- _DIRECTION_
In the material below, replace "single point" with "one point" wherever it appears, and reproduce every line otherwise unchanged.
___ EXTRACTED MATERIAL
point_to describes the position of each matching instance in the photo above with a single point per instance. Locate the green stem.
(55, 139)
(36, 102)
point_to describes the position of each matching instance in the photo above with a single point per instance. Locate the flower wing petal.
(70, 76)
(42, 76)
______
- _REPLY_
point_to describes the position of each matching instance in the photo above with a one point per instance. Locate the green stem.
(55, 139)
(36, 102)
point_to describes the position of each matching instance in the photo above with a one point per instance. Locate the flower wing petal.
(70, 76)
(42, 76)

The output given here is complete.